** WHAT IS ASKED **
Pick out and copy every line of the records that contains the word "neighboring". Case counts.

** DATA ROWS **
-------

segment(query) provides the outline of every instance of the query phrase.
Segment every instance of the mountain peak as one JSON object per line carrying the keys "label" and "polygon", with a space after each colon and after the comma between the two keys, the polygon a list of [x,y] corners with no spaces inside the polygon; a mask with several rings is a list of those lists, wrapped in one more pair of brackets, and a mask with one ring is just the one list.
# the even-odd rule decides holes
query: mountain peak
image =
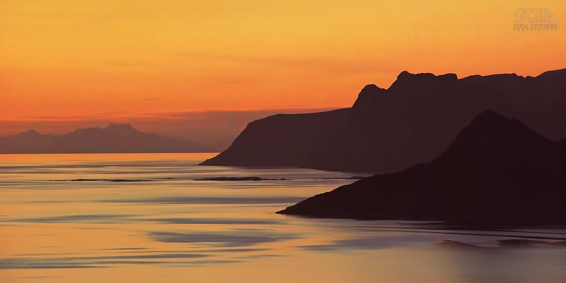
{"label": "mountain peak", "polygon": [[432,163],[476,167],[499,164],[500,169],[505,169],[503,164],[513,168],[522,163],[522,168],[535,172],[553,159],[548,151],[552,143],[518,120],[488,110],[462,129]]}
{"label": "mountain peak", "polygon": [[432,73],[413,74],[404,71],[397,76],[397,80],[391,85],[389,89],[406,88],[421,88],[422,85],[435,86],[438,84],[444,84],[458,80],[455,73],[446,73],[436,76]]}
{"label": "mountain peak", "polygon": [[538,76],[537,76],[537,77],[547,77],[554,76],[562,76],[563,77],[566,77],[566,68],[547,71],[541,73],[541,75],[539,75]]}

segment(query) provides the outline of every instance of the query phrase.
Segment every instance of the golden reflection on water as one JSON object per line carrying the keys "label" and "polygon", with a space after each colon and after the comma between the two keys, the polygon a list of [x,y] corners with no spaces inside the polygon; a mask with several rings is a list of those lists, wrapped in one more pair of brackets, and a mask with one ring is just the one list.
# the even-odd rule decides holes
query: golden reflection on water
{"label": "golden reflection on water", "polygon": [[[195,166],[214,155],[0,156],[0,281],[566,281],[564,249],[434,245],[449,239],[493,246],[509,235],[556,237],[564,229],[479,237],[402,221],[275,214],[351,181],[321,178],[352,174]],[[258,175],[292,180],[192,181]],[[53,181],[79,178],[152,181]]]}

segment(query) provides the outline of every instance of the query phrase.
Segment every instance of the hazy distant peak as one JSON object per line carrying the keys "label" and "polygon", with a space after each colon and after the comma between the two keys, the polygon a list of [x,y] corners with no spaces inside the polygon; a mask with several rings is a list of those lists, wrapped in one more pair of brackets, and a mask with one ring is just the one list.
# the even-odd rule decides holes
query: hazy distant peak
{"label": "hazy distant peak", "polygon": [[104,128],[106,130],[118,131],[135,131],[137,130],[130,124],[114,124],[111,123],[108,127]]}
{"label": "hazy distant peak", "polygon": [[22,136],[25,136],[28,137],[39,137],[41,136],[41,134],[38,133],[35,130],[31,130],[31,129],[26,130],[25,132],[23,132],[20,133],[20,134]]}

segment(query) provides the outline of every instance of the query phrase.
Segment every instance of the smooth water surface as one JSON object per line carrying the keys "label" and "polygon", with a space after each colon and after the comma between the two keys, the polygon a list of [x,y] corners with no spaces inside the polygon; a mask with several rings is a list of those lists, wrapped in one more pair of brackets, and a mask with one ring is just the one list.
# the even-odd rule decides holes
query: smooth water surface
{"label": "smooth water surface", "polygon": [[0,155],[0,281],[566,282],[566,229],[275,214],[361,175],[215,154]]}

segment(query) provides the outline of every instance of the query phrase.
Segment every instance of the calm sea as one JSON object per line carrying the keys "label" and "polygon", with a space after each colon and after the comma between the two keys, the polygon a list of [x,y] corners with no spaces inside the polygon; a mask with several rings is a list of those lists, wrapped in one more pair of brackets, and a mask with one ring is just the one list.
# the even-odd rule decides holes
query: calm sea
{"label": "calm sea", "polygon": [[275,214],[359,174],[214,155],[0,155],[0,281],[566,282],[566,229]]}

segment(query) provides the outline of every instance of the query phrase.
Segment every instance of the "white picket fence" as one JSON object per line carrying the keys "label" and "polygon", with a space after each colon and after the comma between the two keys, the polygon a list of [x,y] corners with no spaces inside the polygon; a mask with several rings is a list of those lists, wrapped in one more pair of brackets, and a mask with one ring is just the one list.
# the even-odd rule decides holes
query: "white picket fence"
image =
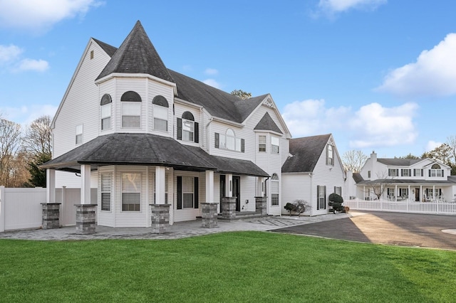
{"label": "white picket fence", "polygon": [[343,206],[356,211],[393,211],[398,213],[455,215],[456,203],[443,201],[417,202],[413,200],[344,200]]}
{"label": "white picket fence", "polygon": [[[96,203],[97,189],[90,191]],[[25,228],[39,228],[42,225],[41,203],[46,202],[46,188],[9,188],[0,186],[0,232]],[[60,206],[60,224],[76,223],[74,204],[81,203],[79,188],[56,188],[56,202]]]}

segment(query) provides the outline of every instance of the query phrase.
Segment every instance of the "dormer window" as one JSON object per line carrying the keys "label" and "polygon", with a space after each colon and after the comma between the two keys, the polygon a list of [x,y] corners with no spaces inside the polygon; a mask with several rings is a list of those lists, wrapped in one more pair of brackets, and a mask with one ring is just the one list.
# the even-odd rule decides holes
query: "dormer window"
{"label": "dormer window", "polygon": [[170,105],[163,96],[155,96],[152,100],[153,105],[154,129],[167,132],[168,108]]}
{"label": "dormer window", "polygon": [[101,130],[111,128],[111,105],[113,100],[109,94],[105,94],[101,97],[100,107],[101,110]]}
{"label": "dormer window", "polygon": [[182,118],[177,118],[177,139],[199,142],[199,125],[195,122],[193,114],[185,112]]}
{"label": "dormer window", "polygon": [[122,95],[122,127],[141,127],[141,96],[136,92],[130,90]]}

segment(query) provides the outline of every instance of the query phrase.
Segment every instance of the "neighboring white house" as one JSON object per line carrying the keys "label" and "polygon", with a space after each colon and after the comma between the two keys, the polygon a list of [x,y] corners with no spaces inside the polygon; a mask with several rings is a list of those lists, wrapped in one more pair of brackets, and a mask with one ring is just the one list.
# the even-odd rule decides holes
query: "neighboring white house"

-------

** WRITTEN RESPONSE **
Segment every instance of the "neighboring white house" as one JSON object per line carrying the keys "label" and "polygon", with a space after each colon and after the comma between the two keys, the polygon a list of [x,y] corners with no spaces inside the polygon; a mask with several rings is a list of those lists, wrapped in one more pair of brackets, and a mask with one ring is just the one list.
query: "neighboring white house"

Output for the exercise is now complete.